GIVEN DATA =>
Segment Open

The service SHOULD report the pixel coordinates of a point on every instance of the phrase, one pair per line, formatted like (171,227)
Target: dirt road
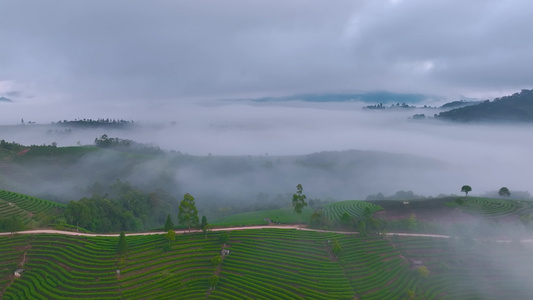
(38,231)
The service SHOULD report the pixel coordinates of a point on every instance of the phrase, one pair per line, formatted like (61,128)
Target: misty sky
(140,53)
(180,61)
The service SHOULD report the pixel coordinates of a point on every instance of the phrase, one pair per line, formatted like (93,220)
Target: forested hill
(515,108)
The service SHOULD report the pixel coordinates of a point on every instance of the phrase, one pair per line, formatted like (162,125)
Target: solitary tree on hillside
(213,281)
(466,189)
(224,237)
(170,235)
(504,192)
(188,214)
(298,202)
(205,226)
(168,224)
(122,244)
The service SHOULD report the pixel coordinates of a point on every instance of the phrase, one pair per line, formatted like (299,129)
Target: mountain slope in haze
(515,108)
(368,97)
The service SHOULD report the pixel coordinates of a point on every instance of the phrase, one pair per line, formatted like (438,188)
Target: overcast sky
(157,51)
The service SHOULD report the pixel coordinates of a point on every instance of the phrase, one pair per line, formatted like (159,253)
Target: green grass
(355,208)
(33,212)
(282,215)
(262,264)
(486,207)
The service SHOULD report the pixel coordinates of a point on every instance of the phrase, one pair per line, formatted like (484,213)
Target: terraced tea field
(354,208)
(262,264)
(488,207)
(32,211)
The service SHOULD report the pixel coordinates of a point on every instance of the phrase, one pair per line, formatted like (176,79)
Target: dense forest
(120,207)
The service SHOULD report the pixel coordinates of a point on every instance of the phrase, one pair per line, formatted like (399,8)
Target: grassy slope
(262,264)
(34,212)
(282,215)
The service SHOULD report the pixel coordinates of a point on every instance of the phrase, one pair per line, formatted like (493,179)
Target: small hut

Segment Closed

YOUR ASSIGNMENT => Would you output all of the entries above exactly, keeping the pictures out?

EXERCISE RESPONSE =>
The service SHOULD report the pixel coordinates of a point on every instance of the phrase, one pair per line, formatted like (171,227)
Target: dirt road
(38,231)
The service SHOULD report the pixel coordinates of a point on every instance of the phrase, one pair per line, formatted like (61,128)
Target: misty sky
(140,53)
(180,61)
The service SHOULD report the pixel coordinates of a point on every instance of the phrase, one pair per line, formatted like (93,220)
Target: forested hill
(515,108)
The service SHOULD report the pixel coordinates of a point on every instance of the phrase, one pair per line, formatted like (162,125)
Target: solitary tree on hillside
(213,281)
(466,189)
(224,237)
(170,235)
(504,192)
(188,214)
(298,202)
(205,226)
(168,224)
(122,244)
The service SHOULD report the pixel coordinates of a point on every instance of the phrase, one pair per line, formatted like (299,129)
Target: mountain slope in haze
(515,108)
(368,97)
The service SHOULD report the pixel coordinates of a point on every instance of the phrase, one pair per line, formatted like (438,188)
Target: overcast sky
(157,51)
The service SHOULD report the pixel coordinates of a point on every instance of the phrase, one pair per line, formatted like (159,253)
Target: green grass
(355,208)
(33,212)
(282,215)
(262,264)
(486,207)
The service SHOULD report the pixel coordinates of a point on every instance of the phrase, one pair per line, formatted like (484,213)
Target: terraced tea field
(354,208)
(262,264)
(488,207)
(32,211)
The service SHOULD report the pixel coordinates of a point on every instance of the phrase, one pair per line, formatted like (176,79)
Target: dense forest
(120,207)
The service SHOULD report the pixel coordinates of a point on every instance of the phrase, one pair per line, formatted like (399,8)
Target: grassy slope
(262,264)
(34,212)
(282,215)
The service SHOULD report the pixel coordinates of a point on every instance of the phrase, one pair per line, formatted like (493,179)
Target: small hut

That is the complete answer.